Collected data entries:
****************

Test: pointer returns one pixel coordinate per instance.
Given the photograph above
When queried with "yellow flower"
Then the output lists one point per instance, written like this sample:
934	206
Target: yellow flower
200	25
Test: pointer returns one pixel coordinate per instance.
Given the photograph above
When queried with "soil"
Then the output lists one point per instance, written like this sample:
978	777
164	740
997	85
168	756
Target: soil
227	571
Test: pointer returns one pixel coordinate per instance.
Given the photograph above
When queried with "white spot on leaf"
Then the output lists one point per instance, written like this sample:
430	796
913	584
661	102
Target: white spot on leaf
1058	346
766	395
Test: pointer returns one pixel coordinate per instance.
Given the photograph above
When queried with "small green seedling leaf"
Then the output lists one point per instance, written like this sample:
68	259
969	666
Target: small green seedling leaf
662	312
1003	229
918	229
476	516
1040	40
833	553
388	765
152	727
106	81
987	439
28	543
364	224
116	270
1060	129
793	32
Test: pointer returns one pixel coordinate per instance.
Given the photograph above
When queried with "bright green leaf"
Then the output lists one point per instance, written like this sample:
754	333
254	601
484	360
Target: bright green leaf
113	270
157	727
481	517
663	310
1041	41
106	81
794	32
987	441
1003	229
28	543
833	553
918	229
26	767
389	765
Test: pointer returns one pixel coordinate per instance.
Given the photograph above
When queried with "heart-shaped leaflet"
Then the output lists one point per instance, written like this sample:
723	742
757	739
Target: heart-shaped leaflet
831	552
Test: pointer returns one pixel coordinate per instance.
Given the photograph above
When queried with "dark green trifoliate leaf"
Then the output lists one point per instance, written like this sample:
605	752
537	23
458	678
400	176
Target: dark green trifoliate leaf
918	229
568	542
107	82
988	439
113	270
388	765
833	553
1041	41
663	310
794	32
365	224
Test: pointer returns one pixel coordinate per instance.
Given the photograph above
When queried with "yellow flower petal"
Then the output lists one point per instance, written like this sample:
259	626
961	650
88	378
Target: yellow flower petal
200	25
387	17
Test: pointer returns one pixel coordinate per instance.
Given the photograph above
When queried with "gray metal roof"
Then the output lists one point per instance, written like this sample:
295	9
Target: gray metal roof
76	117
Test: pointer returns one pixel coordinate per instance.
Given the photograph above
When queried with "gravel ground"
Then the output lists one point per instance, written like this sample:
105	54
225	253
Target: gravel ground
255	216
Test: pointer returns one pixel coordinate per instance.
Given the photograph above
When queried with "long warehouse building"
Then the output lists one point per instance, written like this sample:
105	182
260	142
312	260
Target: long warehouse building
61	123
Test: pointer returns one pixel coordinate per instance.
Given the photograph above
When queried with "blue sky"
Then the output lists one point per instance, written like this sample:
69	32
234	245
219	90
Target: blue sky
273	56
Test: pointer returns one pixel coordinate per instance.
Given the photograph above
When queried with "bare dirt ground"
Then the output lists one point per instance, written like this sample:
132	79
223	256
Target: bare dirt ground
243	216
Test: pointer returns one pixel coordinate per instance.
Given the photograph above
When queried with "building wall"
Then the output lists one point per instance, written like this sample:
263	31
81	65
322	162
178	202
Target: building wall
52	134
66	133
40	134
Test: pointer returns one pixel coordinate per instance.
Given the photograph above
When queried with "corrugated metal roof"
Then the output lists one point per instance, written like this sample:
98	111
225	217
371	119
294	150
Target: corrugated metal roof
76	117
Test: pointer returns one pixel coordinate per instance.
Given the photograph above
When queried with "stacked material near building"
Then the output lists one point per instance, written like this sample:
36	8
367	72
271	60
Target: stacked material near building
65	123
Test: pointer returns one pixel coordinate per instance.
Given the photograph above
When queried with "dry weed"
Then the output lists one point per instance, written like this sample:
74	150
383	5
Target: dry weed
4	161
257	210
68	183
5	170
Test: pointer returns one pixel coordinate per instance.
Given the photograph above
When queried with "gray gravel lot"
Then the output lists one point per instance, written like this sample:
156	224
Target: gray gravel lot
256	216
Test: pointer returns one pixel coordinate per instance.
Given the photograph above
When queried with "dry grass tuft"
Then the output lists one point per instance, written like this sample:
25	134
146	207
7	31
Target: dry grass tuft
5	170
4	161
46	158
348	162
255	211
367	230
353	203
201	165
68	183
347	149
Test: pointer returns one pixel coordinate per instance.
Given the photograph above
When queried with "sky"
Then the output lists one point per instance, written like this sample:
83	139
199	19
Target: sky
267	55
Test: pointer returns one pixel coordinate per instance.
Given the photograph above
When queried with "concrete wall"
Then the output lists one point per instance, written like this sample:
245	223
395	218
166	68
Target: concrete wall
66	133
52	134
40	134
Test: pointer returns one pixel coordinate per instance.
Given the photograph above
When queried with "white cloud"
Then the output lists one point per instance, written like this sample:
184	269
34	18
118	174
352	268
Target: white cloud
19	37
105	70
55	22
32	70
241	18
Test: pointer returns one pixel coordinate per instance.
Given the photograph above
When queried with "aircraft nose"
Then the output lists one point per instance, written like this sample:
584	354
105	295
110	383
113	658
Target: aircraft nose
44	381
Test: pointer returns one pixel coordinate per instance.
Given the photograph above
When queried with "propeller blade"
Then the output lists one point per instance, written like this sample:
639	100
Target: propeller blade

****************

## ASSIGNMENT:
The answer should be the entries, given again without a single difference.

## REPLY:
Test: pointer returns one pixel coordinate per instance.
Given the photograph above
When queried with "yellow flower"
Then the output lists one point per instance, written like this sample:
934	206
Target: yellow flower
200	25
Test: pointer returns one pixel coordinate per instance.
Given the photograph above
When queried with "soil"
Then the output lists one point per instance, written like this sample:
978	777
164	740
997	85
168	756
Target: soil
227	571
Test: pointer returns one pixel coordinate per instance.
Given the photograph above
When queried with "white spot on leaf"
Then the output lists one point per instance, written like this sample:
430	796
913	584
661	102
Target: white spot on leaf
1058	346
766	395
Test: pointer returns one pixel coordinate per instance.
Given the photograph above
When queried with "small green seedling leaf"
Then the output lists one point per instance, written like this sample:
68	259
969	666
Target: small green seedling leaf
662	312
1003	229
918	229
476	516
1040	40
833	553
388	765
152	727
106	81
987	439
28	543
364	224
116	270
1060	129
793	32
Test: pointer returns one pixel coordinate per instance.
Given the photograph above
When queried with "bright green leaf"
Then the output lists one point per instance, written like this sample:
754	333
254	601
484	360
Target: bright green leaf
113	270
157	727
481	517
663	310
1041	41
106	81
794	32
987	441
1003	229
28	543
833	553
918	229
26	767
389	765
Test: pointer returns one pixel coordinate per instance.
Given the photograph above
When queried with "heart-shaped leaflet"
Then the output lists one point per instance, written like this sample:
723	742
757	739
Target: heart-shaped leaflet
831	552
Test: pointer returns one pixel coordinate per instance.
Given the photograph above
When queried with "dark green trifoliate leaf"
Then the output lists one point per instance, written like this sample:
605	752
537	23
458	678
400	176
Target: dark green trifoliate leaf
918	229
568	542
107	82
988	439
113	270
388	765
833	553
1041	41
663	310
794	32
365	224
Test: pointer returns one pixel coordinate per instance.
Given the photograph above
When queried with "yellow flower petal"
Then the output lists one point per instance, written like this sample:
259	626
961	650
88	378
Target: yellow flower petal
200	25
387	17
Test: pointer returns one pixel coordinate per instance.
Given the photograph above
When queried with "gray metal roof"
Then the output lists one point per instance, written like this sample:
295	9
Target: gray metal roof
76	117
Test: pointer returns one pixel coordinate per instance.
Given the photograph above
When queried with "gravel ground"
Then the output lists one point per instance, written like this sample:
105	54
225	253
Target: gravel ground
255	216
Test: pointer returns one pixel coordinate per instance.
Given the photograph above
When queried with "long warehouse building"
Then the output lists one point per instance, written like this sample:
105	182
260	142
312	260
Target: long warehouse building
61	123
Test: pointer returns one pixel coordinate per instance.
Given the photograph above
When queried with "blue sky"
Then the output lists one point per instance, written like this sample:
69	32
234	245
219	90
Target: blue sky
273	56
Test: pointer returns one pixel coordinate per instance.
Given the photograph above
When queried with "bare dirt ground"
Then the output lists one point per instance, written like this sample:
132	79
223	256
Target: bare dirt ground
243	216
Test: pointer returns one pixel coordinate per instance.
Given the photograph above
When queried with "building wall"
Then the output lists one point per instance, written like this sample:
263	31
81	65
322	162
178	202
Target: building wall
52	134
66	133
40	134
Test: pointer returns one pixel coordinate per instance.
Given the photograph above
When queried with "corrugated metal roof"
Then the output lists one point per instance, written like this sample:
98	111
225	217
371	119
294	150
Target: corrugated metal roof
76	117
Test: pointer returns one pixel coordinate per instance.
Given the photograph above
When queried with "stacked material near building"
Then the output lists one point per instance, written like this sample:
36	8
367	72
271	60
Target: stacked material near building
65	123
Test: pointer returns one pixel coordinate per instance.
Given the photograph above
When queried with "dry weed"
Then the output lists one point per instance, written like this sample:
74	150
383	5
Target: dry weed
4	161
257	210
68	183
5	170
Test: pointer returns one pixel coordinate per instance.
Given the photograph above
When queried with "gray gravel lot"
Then the output lists one point per instance, written like this sample:
156	224
Target: gray gravel lot
256	216
Test: pointer returns one pixel coordinate per instance.
Given the photograph above
When queried with "dry grass tuft"
Then the output lists one point per instance, written like this sample:
25	134
146	207
7	31
Target: dry grass tuft
5	170
4	161
46	158
348	162
255	211
367	230
353	203
201	165
68	183
347	149
Test: pointer returns one pixel coordinate per instance.
Given the photograph above
When queried with "sky"
Then the output lists one point per instance, written like this sample:
83	139
199	19
Target: sky
267	55
Test: pointer returns one pixel coordinate per instance.
Given the photograph above
When queried with "concrete wall"
Then the output lists one point per instance, written like this sample:
245	223
395	218
166	68
Target: concrete wall
66	133
52	134
40	134
Test: pointer returns one pixel coordinate per instance.
Given the photograph above
When queried with "white cloud"
Then the output lists one point per instance, written like this sample:
184	269
34	18
118	174
352	268
Target: white cloud
19	37
105	70
55	22
32	70
241	18
Test: pointer returns one pixel coordinate per instance.
Given the photograph above
When queried with "aircraft nose"
Then the output lists one point per instance, written like this sample:
584	354
105	295
110	383
113	658
Target: aircraft nose
44	381
Test: pointer returns one pixel coordinate per instance.
Given the photograph above
When queried with "propeller blade"
Then the output lists one point per instance, written like this sample:
639	100
Target: propeller blade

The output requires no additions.